_DIRECTION A:_ Translate this sentence from the movie review into Spanish: "A late warning is, I guess, better than none at all."

_TEXT TO READ:_
——————

Monday, March 20, 2000

The Whole Nine Yards / * (2000)

"The Whole Nine Yards" is a movie so stunningly bad and so incredibly inept that, for a brief while, I debated whether or not the film actually deserved a review from me. Shortly after that question entered my mind, the movie entered #1 at the domestic box office, thus providing a purpose of putting my own two cents in on this mess. A late warning is, I guess, better than none at all.

What's even more disheartening is the continuing success of the picture; while it tramples the box office competitors, great and important works like "Magnolia" and "Wonder Boys" are disappearing from the list almost as soon as they are introduced. How sad that decent moviegoers are missing films that actually have something to say and are flocking to those that merely have something to mock.

The movie is cheaply realized, contrived using material so familiar that we could almost read between the lines of the screenplay. In the story, we meet Jimmy "The Tulip" Tudeski (Bruce Willis), a professional hit man who has moved into a remote neighborhood in Montreal after turning state's evidence against his crime family in Chicago. Tudeski is in hiding to save his own life from his mob boss, as it seems, but his neighbor Nicholas "Oz" Oseransky (Matthew Perry) knows more than he should. You see, Oseransky is a dentist who once worked in Chicago, and thus recognizes his neighbor from that time.

——————

Records pointing to named objects:
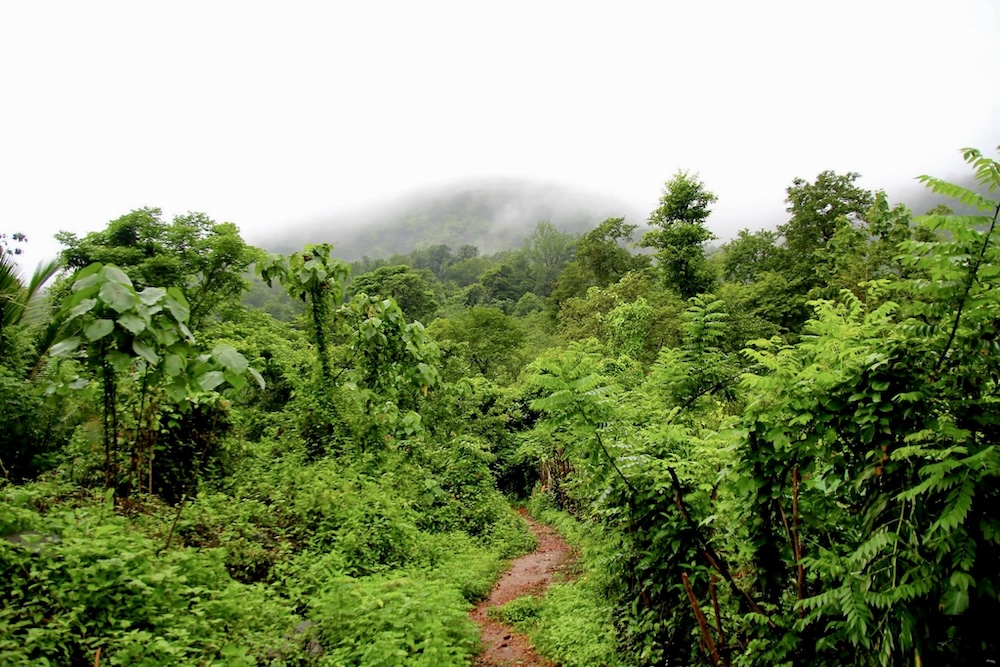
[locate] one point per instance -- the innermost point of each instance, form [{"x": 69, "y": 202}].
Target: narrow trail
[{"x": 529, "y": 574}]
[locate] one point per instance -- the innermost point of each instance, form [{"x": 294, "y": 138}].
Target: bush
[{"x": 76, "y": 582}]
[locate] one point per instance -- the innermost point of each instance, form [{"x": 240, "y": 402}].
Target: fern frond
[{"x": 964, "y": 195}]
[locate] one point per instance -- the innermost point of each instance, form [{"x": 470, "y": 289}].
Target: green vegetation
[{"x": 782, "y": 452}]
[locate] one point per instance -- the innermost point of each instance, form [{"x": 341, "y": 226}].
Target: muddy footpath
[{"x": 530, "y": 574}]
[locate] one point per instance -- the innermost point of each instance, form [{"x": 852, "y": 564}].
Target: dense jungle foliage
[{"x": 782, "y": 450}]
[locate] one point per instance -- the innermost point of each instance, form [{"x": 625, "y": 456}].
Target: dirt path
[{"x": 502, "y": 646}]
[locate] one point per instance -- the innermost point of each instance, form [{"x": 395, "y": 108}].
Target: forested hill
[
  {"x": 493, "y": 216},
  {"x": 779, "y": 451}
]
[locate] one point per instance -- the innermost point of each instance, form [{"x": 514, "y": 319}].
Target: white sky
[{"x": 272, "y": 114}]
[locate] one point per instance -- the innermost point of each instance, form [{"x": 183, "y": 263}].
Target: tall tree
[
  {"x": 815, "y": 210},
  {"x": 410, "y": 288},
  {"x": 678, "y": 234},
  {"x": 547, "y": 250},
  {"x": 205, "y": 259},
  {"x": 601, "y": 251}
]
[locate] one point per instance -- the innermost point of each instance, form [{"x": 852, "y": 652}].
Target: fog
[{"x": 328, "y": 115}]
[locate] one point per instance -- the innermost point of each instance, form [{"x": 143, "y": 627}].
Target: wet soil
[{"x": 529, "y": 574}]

——————

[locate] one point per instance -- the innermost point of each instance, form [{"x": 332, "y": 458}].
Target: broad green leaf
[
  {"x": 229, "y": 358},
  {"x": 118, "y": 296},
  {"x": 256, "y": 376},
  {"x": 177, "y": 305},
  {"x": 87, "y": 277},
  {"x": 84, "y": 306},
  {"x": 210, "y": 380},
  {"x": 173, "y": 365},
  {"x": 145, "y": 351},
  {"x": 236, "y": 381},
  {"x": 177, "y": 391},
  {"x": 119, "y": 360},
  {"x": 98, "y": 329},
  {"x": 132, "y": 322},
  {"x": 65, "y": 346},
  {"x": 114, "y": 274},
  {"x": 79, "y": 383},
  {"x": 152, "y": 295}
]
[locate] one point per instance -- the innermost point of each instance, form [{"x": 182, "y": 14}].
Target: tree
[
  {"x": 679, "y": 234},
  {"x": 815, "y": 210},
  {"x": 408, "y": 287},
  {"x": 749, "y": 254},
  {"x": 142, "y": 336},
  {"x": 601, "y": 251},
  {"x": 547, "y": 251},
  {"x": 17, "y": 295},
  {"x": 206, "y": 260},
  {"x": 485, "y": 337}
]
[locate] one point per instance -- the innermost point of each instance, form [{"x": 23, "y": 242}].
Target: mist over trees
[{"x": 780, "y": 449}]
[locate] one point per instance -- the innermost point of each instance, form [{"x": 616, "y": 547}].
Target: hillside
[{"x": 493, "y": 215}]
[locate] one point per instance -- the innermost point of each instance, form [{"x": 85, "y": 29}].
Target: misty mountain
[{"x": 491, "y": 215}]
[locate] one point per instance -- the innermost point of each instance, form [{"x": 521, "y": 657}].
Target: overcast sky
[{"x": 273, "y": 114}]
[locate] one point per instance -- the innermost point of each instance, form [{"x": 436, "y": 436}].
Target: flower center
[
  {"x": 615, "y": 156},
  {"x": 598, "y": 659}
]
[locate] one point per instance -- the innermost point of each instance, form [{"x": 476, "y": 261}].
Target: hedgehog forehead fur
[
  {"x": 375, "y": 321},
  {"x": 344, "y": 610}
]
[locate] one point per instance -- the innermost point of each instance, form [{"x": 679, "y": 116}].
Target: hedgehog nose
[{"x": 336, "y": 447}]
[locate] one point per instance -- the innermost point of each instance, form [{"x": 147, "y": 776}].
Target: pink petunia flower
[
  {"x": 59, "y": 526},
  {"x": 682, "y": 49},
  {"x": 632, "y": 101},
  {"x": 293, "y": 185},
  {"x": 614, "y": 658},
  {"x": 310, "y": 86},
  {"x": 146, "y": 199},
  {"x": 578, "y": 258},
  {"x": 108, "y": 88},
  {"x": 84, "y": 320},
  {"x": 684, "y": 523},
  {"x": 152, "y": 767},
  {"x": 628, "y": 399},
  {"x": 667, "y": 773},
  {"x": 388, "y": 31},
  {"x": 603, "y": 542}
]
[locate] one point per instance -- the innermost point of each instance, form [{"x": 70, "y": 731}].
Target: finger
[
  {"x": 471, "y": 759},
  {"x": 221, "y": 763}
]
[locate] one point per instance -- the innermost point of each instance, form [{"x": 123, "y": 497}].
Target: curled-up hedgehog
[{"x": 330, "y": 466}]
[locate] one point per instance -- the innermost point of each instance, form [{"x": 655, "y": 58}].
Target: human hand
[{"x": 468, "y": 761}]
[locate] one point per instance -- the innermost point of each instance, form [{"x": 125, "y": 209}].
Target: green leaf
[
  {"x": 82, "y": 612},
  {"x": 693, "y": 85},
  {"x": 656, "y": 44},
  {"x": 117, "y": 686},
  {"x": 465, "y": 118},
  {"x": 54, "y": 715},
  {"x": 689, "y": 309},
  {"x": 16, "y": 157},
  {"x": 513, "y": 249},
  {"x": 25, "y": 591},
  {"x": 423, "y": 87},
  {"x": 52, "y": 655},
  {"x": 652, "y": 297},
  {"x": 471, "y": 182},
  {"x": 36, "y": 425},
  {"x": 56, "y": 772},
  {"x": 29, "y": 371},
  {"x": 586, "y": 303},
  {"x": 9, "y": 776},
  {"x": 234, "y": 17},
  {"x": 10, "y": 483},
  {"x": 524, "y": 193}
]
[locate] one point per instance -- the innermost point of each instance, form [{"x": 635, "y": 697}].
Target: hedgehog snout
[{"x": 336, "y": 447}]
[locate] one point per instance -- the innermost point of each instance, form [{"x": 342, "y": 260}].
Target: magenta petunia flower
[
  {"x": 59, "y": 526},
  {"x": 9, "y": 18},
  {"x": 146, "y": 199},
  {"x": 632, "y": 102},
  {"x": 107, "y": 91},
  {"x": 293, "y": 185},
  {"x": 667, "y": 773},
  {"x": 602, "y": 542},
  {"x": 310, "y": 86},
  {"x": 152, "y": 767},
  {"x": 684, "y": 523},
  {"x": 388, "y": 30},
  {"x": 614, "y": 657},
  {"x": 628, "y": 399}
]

——————

_DIRECTION B:_ Find every line of the entries that contains the string "green" and copy each one, treating uppercase and lowercase letters as different.

_FULL OUTPUT A:_ Una advertencia tardía es, supongo, mejor que ninguna.

_FULL OUTPUT B:_
Target: green vegetation
Target: broad green leaf
Target: green leaf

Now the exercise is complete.